» Excerpt from a dataset
--

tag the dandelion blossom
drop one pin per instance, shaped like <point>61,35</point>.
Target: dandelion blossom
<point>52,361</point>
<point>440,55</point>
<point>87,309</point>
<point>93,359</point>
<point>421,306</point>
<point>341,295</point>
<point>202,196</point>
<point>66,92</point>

--

Output the data above as a two-column CSV with the header columns "prompt" and "response", giving one row per entry. Put each text and its answer in its own quoted field, and replace any line breaks with spaces.

» Task output
prompt,response
"tag the dandelion blossom drop one pin per instance, shaped like <point>61,35</point>. Target: dandelion blossom","<point>52,361</point> <point>440,55</point> <point>87,309</point> <point>93,359</point> <point>421,306</point> <point>341,295</point> <point>202,196</point> <point>66,92</point>"